Excerpted passage ->
Bob Zemsky at this week's College-in-3 convening 

Merrimack College

ANDOVER, Mass.—The stagnation and disinclination to experiment that many critics believe is rife in higher education may loom over some gatherings of campus leaders. The College-in-3 event here this week wasn’t among them.

Several dozen college administrators, faculty leaders, accreditors and others gathered at Merrimack College to share progress reports on, and commiserate about, common roadblocks in their efforts to create three-year bachelor’s degrees.

The gathering was organized by the College-in-3 Exchange, which has been working for several years to encourage institutions to design and build academic programs that deliver faster, less expensive, and—ideally—better degree programs for learners. Most of the institutions in the fledgling consortium, striving to redesign their way to a more secure future, would do so by reducing the number of academic credits they require from the typical 120 to as low as 90.

Progress has been slow, despite the missionary zeal of its chief advocates, Bob Zemsky, one of America’s best-known scholars and analysts of higher education, and Lori J. Carrell, chancellor of the University of Minnesota Rochester. By the time of last spring’s gathering at Georgetown University, not a single one of the then-12 pilot programs had been approved by their accreditors and states to begin operating.

Last fall, the Northwest Commission on Colleges and Universities approved three-year bachelor’s degree programs developed by Brigham Young University–Idaho and its affiliate Ensign College. But the accreditor’s officials say they won’t approve any other programs until they see outcomes, which they have yet to specify, from the two experiments in Idaho.

No other regulators have followed suit, and some institutions, like Merrimack, have been through the wringer, having submitted multiple proposals to no avail, its leaders say.

“Every time we come in, they change the rules again,” Chris Hopey, Merrimack’s president, said of the New England Commission on Higher Education. (Despite its apparent caution, the New England accreditor has taken incremental steps. It released guidelines last month that, among other things, would require institutions seeking to offer bachelor’s degrees with fewer than 120 credits to add a prefix to the name—think “applied” or “accelerated”—that would make clear to prospective applicants that it isn’t a traditional bachelor’s degree.)

Signs of momentum have appeared in recent weeks. Indiana’s legislature approved a measure last month that would require all four-year public colleges in the state to develop three-year degree options by July 2025. U.S. Senator Amy Klobuchar, a Minnesota Democrat, successfully tucked into a 2024 spending bill a provision that would let colleges use federal financial aid funds to try three-year degrees, through the Education Department's “experimental sites” program.

And the College-in-3 group unveiled an ambitious new strategy at this week’s meeting that would identify a handful of regional “host” institutions that would each build and help sustain “clusters” of 50–75 colleges and universities that pilot three-year-degree experiments.

Perhaps the most promising development was unveiled at the tail end of this week’s meeting—and may have been spurred by it. Zemsky and Carrell had invited officials from the Northwest accreditor and of the nation’s largest accreditor, the Higher Learning Commission, to the event, to help them learn more about the efforts, and, almost certainly, to gently apply pressure on them.

The accreditors took their lumps, as one session that was purportedly designed for institutions to share their stories largely morphed into a gripe-fest about the barriers state laws and accreditation processes had placed in their way.

Soon after, Tom Bordenkircher, vice president of accreditation relations at the Higher Learning Commission, delivered welcome news: that after significant “study,” beginning in September, the agency will consider granting approval to any institution seeking to offer a “reduced-credit bachelor’s degree” in any program. There will be no pilot projects, he said, and no asterisks attached to the offerings.

Dataset extract ->
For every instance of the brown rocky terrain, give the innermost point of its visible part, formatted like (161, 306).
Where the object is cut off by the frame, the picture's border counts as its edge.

Required tasks ->
A: Render this sentence from the article on three-year bachelor's degrees into Spanish: "Signs of momentum have appeared in recent weeks."
B: Pick up the article on three-year bachelor's degrees after its last sentence and carry it forward.
None of the material is used here.

Results for each task ->
A: En las últimas semanas han aparecido señales de impulso.

B:
“As of this morning, the gate has swung wide open at HLC,” Bordenkircher said.

The response was enthusiastic.

“I think this will force the hands of other [accreditors],” said Hopey of Merrimack. “This is going to be cascading. Everybody’s waiting for who does it first.”

How Change Happens in Higher Education

Like many potential innovations in higher education, this one has been gestating for a long while. Zemsky floated the idea 15 years ago in a series of articles and books, but “we got done in by the accreditors when we last tried this,” he said this week.

In the intervening decade, questions have only grown about higher education affordability, the value of college credentials and the sustainability of many institutions as the number of college-goers declines—and demographic declines loom.

That has resulted in shifts in the credentials learners are seeking (see this week’s data on dips in degrees awarded and increases in certificates granted by American colleges and universities this year) and a good bit of creative thinking by institutions about what academic credentials to offer and how to offer them.

But as is often true, given the fragmented nature of higher education and the lack of cross-institutional collaboration, innovation like this often happens in nooks and crannies—in one professor’s course, or one department’s major, or maybe in a partnership between two local colleges.

Multi-institution networks like the College-in-3 Exchange (and better-established ones such as Achieving the Dream and the University Innovation Alliance) can help ideas spread.

Zemsky’s and Carrell’s vision to create a community of practice to encourage experimentation with three-year degrees as a partial response to the concerns about affordability and value, driven particularly, they say, by a single statistic: “Currently half of all four-year American colleges and universities across the United States lose a quarter or more of their first-year students before their second year,” with low-income, minority and first-generation students faring particularly poorly. “This outcome is unacceptable and we who serve students pursuing higher education must lead the change. We need not just new, but dramatically different designs—to achieve dramatically different results.”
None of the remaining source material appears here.